Point labeling dataset excerpts:
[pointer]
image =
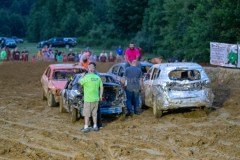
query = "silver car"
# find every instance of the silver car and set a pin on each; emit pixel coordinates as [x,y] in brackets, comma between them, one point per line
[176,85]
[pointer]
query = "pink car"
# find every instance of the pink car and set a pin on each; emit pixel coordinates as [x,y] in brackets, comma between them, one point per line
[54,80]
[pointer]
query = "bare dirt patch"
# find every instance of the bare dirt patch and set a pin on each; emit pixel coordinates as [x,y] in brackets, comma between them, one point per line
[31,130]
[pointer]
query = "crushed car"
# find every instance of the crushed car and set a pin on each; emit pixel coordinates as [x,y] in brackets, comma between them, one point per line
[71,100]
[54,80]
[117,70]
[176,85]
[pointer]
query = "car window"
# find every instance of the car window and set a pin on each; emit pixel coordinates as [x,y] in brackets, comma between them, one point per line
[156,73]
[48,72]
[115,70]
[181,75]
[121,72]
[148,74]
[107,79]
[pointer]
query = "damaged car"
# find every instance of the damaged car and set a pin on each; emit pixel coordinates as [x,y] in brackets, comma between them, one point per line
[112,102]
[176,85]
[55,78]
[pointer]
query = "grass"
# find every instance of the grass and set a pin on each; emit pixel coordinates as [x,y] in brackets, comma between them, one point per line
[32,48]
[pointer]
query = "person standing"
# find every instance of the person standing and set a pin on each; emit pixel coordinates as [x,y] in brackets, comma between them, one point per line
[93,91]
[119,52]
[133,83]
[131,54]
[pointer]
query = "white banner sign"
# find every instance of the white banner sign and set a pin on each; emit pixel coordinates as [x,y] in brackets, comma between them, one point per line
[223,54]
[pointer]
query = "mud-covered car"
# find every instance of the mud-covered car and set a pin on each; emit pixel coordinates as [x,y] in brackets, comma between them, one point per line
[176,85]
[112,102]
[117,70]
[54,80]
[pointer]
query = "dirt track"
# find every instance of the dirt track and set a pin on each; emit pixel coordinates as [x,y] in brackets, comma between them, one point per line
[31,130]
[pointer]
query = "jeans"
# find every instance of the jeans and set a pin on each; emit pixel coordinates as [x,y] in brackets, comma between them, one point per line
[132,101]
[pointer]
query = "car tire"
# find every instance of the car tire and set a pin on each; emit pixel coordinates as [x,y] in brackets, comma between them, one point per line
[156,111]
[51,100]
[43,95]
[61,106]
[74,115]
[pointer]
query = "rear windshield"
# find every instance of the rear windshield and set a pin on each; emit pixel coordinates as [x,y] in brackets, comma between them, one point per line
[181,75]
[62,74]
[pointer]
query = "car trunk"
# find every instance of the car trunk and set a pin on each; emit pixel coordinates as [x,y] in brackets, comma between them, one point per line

*Work to be completed*
Transcribe the listing above verbatim. Omit the pictures.

*Written solution*
[pointer]
image =
query = "silver car"
# find every instance of the silver car and set a pin on each; emit pixel coordinates as [x,y] in brackets, comma between them, one point per line
[176,85]
[pointer]
query = "pink car"
# find every instance of the pink car and set a pin on each; emit pixel coordinates as [x,y] in brackets, comma between them, one point per line
[54,80]
[pointer]
query = "bare dirt patch"
# find every instance of the bare dirt patch and set a pin on each; emit pixel coordinates as [x,y] in brackets, comma between them, one point per line
[31,130]
[pointer]
query = "crushed car"
# find every instance of the crushed car and set a pin on each; emit pixel coordinates as [x,y] in brackets, comma between them, one point per line
[71,100]
[54,80]
[117,70]
[176,85]
[pointer]
query = "car window"
# find every instance of the car window and set a pin on each; emit pixel coordinates as [x,y] in brackets, comma between them, one point per line
[156,73]
[48,72]
[115,70]
[181,75]
[121,72]
[148,74]
[107,79]
[pointer]
query = "damaged car"
# find every instance of the damaged car and set a pin on each; emit pixel coordinates as [x,y] in brackets, comma between them, one point per line
[112,102]
[176,85]
[55,78]
[pointer]
query = "grass"
# find every instance of the grass and set a pin on each; emit pixel coordinates as [x,y] in brackets, comma between them, one point per line
[32,48]
[pointer]
query = "person standing"
# find every instance of the person standing and set a pin on each; emit pixel coordinates as [x,y] in brackets, comma between them, one point per line
[93,91]
[119,52]
[133,83]
[131,54]
[pointer]
query = "white banner sign"
# find every instance of the white banner sign and set a pin on each; emit pixel coordinates as [x,y] in brackets, comma between them, one point per line
[223,54]
[pointer]
query = "mud-covered car"
# find every instance of the mud-covered car and set a pin on each; emit pixel coordinates as [x,y] in brackets, comma between them, one point per line
[176,85]
[112,102]
[117,70]
[54,80]
[pointer]
query = "dirt track"
# find every instance of the dirt track and set a pin on each; emit pixel coordinates as [x,y] in brackets, comma between them, one point per line
[31,130]
[pointer]
query = "jeans"
# find every instance of the jeans and set a pin on each; emit pixel coordinates as [x,y] in brackets, comma between them, one point per line
[132,101]
[pointer]
query = "car tire"
# find every instance of the car tire and set a pin on each; emit pixel coordinates as [x,y] in brackets, comma between them, one point per line
[156,111]
[51,100]
[43,95]
[61,106]
[74,115]
[pointer]
query = "rear windshield"
# find every instance of the rear windshield and set a pin on each; emit pixel coordinates as [x,y] in brackets, comma between them, one point per line
[181,75]
[62,74]
[pointer]
query = "car trunk"
# find every instance of the car trunk and set a pin on each; emit pixel coordinates as [x,y] in brackets, comma between them, one point per line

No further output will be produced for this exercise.